▸ **Consigne 1**:
D'après le texte sur les nouveaux monopoles, en quelle année une directive européenne a-t-elle établi la propriété des bases de données ?
▸ **Consigne 2**:
Rédigez la suite du texte sur les nouveaux monopoles, en reprenant après sa dernière phrase.

== Texte fourni ==

Rumor

sur Mastodon : @erverd@sciences.re

  • Philippe Askenazy : «  On assiste à la constitution de nouveaux monopoles  »
    Ce livre a l’air hyper intéressant
    http://www.lemonde.fr/economie/article/2016/02/11/philippe-askenazy-on-assiste-a-la-constitution-de-nouveaux-monopoles_4863700

    L’histoire politique de ces quarante dernières années montre que certaines catégories professionnelles ont accru leur capacité à capter la rente économique au travers d’instruments ­juridiques et institutionnels plus qu’économiques. C’est ce que j’appelle l’extension du ­domaine de la propriété. Le surgissement de l’économie de la connaissance, basée sur le ­développement des technologies de l’information, était une véritable menace pour le capitalisme traditionnel, parce que sa matière première – la connaissance, la science, l’information – est constituée de «  biens communs  », dont la rente pouvait être distribuée à tous. Le capitalisme s’est sauvé lui-même en étendant les droits de propriété sur le capital immatériel. Par exemple  : les molécules médicamenteuses échappaient au brevetage en France jusqu’à la fin des années 1960. Ce n’est qu’en 1996 qu’une directive européenne a établi la propriété des bases de données. A la même époque, on a aussi breveté le génome.

===
== Extrait de données ==

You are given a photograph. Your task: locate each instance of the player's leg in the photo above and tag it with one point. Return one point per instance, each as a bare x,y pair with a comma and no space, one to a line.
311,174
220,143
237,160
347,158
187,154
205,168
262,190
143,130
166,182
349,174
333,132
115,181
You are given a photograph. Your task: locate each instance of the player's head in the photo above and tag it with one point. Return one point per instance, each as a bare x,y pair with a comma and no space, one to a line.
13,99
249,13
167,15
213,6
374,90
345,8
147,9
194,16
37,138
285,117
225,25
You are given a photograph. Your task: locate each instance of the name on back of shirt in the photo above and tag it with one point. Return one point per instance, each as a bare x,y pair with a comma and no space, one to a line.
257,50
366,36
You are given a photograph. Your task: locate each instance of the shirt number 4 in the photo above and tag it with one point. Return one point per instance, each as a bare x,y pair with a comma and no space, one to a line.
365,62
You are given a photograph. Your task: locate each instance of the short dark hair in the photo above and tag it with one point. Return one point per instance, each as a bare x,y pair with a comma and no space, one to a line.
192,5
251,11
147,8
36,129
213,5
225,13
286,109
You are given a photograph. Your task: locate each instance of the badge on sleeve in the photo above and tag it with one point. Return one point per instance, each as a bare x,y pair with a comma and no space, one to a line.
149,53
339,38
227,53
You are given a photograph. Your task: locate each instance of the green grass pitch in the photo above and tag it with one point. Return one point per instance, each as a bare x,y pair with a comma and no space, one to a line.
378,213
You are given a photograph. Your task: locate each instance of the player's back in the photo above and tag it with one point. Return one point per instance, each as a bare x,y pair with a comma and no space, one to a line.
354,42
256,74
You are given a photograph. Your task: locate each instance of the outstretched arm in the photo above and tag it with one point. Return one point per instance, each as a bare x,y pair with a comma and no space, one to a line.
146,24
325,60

===

▸ **Résultat 1**:
En 1996.

▸ **Résultat 2**:
    De plus, le propre de l’économie de la connaissance est de concentrer les ressources d’intelligence et la création de valeur sur des territoires restreints, comme la Silicon Valley, ou des «  villes-mondes  », comme New York, Londres ou Paris. La ressource rare n’est alors plus l’argent, le savoir ou les ordinateurs mais… le foncier. L’accumulation des revenus provient d’une part de la rente du savoir, d’autre part de la rente foncière, la plus vieille du monde  !
    [...]
    les conditions d’une reprise des mouvements collectifs sont réunies  : tous les travailleurs étant concentrés dans des espaces circonscrits, les «  créateurs de richesse  » deviennent très dépendants de tous ces emplois de service prétendus «  peu qualifiés  ». Ce n’est pas un hasard si deux de ces mouvements sont apparus en des points emblématiques des deux rentes que j’évoquais  : la rente foncière, avec les grèves à répétition des femmes de chambre du «  triangle d’or  » des grands hôtels parisiens, de 2013 à 2015, et la rente du savoir, avec la grève des chauffeurs des bus de Google dans la Silicon Valley, en 2013. Ils ont obtenu immédiatement satisfaction, et à leur suite une pléthore de métiers connexes (maintenance, nettoyage, restauration).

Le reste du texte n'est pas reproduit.